(Items from a labeling collection)
<<<<
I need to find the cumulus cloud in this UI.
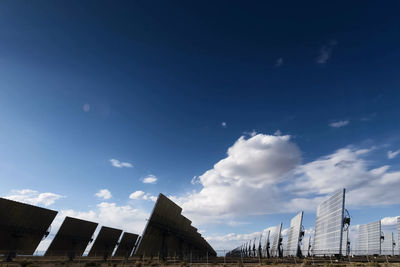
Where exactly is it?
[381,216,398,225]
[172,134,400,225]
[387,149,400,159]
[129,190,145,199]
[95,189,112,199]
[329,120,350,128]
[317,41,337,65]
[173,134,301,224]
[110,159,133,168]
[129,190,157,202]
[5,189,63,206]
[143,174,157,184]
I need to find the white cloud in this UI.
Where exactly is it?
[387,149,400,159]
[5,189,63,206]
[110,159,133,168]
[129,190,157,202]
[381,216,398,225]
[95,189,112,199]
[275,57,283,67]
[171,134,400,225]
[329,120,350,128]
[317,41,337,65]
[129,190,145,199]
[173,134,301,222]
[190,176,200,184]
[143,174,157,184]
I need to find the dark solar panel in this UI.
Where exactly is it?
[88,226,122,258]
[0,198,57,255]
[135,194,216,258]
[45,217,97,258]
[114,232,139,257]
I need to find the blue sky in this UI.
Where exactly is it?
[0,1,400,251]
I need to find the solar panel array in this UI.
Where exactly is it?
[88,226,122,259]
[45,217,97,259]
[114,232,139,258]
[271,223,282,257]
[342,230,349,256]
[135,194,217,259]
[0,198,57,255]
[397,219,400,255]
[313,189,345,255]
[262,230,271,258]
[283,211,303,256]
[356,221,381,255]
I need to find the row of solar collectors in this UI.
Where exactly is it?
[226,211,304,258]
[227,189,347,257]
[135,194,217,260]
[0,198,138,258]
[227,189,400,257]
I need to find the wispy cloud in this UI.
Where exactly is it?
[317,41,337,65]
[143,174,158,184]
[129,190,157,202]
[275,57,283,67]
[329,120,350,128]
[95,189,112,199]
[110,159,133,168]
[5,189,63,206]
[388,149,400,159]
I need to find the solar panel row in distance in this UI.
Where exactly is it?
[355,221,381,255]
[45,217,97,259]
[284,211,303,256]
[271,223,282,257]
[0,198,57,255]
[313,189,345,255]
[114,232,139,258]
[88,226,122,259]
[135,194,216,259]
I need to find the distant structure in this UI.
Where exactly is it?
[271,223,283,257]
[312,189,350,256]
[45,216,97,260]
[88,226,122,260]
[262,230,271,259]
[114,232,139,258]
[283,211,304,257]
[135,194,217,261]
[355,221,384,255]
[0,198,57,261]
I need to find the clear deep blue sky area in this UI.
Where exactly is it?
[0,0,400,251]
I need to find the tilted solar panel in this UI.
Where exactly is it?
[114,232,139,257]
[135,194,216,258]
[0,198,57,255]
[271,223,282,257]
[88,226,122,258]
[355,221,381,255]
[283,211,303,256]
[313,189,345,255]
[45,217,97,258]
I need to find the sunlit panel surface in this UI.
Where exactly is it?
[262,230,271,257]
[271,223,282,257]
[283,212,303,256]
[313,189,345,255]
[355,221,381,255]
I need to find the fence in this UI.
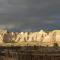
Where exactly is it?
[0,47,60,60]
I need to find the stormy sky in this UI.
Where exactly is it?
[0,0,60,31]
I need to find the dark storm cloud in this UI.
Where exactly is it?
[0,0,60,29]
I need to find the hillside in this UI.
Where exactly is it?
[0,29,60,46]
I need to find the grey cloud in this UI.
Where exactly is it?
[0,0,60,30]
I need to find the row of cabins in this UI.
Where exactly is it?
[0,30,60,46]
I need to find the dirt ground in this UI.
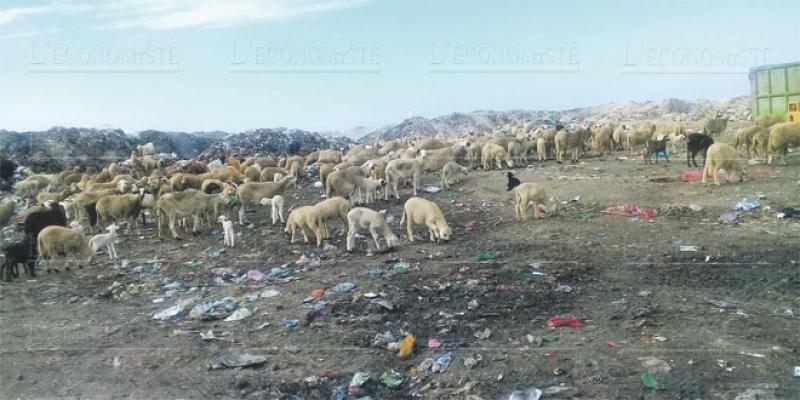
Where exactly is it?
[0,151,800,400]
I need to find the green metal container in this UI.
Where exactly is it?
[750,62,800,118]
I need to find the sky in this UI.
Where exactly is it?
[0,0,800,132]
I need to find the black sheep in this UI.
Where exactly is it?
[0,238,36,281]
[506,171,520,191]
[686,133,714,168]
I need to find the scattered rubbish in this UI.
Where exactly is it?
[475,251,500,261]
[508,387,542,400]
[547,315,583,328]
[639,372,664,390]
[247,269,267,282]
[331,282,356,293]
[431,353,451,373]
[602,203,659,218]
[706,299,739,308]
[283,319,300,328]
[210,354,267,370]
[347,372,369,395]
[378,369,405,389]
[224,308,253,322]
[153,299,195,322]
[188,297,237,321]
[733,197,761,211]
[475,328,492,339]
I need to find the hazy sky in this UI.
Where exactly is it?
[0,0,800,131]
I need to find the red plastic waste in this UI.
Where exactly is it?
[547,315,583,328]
>>>>
<<<<
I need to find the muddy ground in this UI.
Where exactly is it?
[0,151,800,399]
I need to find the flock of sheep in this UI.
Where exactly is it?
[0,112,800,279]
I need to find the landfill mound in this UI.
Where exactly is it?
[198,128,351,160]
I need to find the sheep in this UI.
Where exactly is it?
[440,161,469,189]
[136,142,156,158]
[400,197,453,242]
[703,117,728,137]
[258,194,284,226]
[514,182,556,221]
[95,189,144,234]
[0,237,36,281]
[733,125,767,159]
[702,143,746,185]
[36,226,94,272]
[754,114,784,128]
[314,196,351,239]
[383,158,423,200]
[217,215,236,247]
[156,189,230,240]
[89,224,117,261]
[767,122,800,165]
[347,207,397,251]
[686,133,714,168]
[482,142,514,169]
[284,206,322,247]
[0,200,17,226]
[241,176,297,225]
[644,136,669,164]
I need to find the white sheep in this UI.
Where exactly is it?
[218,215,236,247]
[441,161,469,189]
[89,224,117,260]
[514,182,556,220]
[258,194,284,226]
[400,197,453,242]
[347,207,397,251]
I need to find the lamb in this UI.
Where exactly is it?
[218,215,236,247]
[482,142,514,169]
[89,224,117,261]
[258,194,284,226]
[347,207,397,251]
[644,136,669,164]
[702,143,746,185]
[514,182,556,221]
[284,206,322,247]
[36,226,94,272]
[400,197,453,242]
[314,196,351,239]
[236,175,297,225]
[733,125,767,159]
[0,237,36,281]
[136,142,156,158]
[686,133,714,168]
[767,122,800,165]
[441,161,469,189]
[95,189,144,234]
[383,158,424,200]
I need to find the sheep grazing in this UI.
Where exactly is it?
>>>>
Task directions ▸ Reproduce the lines above, starting at the line that contains "I need to find the cumulus cloud in this UI." and continuing through the line that contains "[135,194,216,259]", with both of those lines included. Omit the pictures from your copy.

Task answer ▸
I need to find the cumulus cloud in this UI.
Where exactly is it?
[381,216,398,225]
[172,134,400,225]
[387,149,400,159]
[129,190,145,199]
[95,189,112,199]
[329,120,350,128]
[317,41,337,65]
[173,134,301,224]
[110,159,133,168]
[129,190,157,202]
[5,189,63,206]
[143,174,157,184]
I need to find the white cloud in this UI.
Where exactly is it?
[387,149,400,159]
[5,189,63,206]
[110,159,133,168]
[129,190,157,202]
[381,216,398,225]
[95,189,112,199]
[275,57,283,67]
[171,134,400,225]
[329,120,350,128]
[317,41,337,65]
[129,190,145,199]
[173,134,301,222]
[190,176,200,184]
[143,174,157,184]
I need to find the dark solar panel in this UI.
Where exactly is it?
[88,226,122,258]
[0,198,57,255]
[135,194,216,258]
[45,217,97,258]
[114,232,139,257]
I need to find the blue sky in this UI.
Where exactly is it?
[0,1,400,251]
I need to find the solar panel array in this UI.
Where exactly is it?
[88,226,122,259]
[45,217,97,259]
[114,232,139,258]
[271,223,282,257]
[342,230,349,256]
[135,194,217,259]
[0,198,57,255]
[397,219,400,255]
[313,189,345,255]
[262,230,271,258]
[283,211,303,256]
[356,221,381,255]
I need to find the row of solar collectors in this UI.
Where exactly is it?
[226,211,304,258]
[227,189,347,257]
[135,194,217,260]
[0,198,138,258]
[227,189,400,257]
I need to find the wispy cloud in this UI.
Where exactly is it?
[317,41,337,65]
[143,174,158,184]
[129,190,157,202]
[275,57,283,67]
[329,120,350,128]
[95,189,112,199]
[110,159,133,168]
[5,189,63,206]
[388,149,400,159]
I need to find the solar panel row in distance in this UI.
Where exactly is it?
[355,221,381,255]
[45,217,97,259]
[284,211,303,256]
[271,223,282,257]
[0,198,57,255]
[313,189,345,255]
[114,232,139,258]
[88,226,122,259]
[135,194,216,259]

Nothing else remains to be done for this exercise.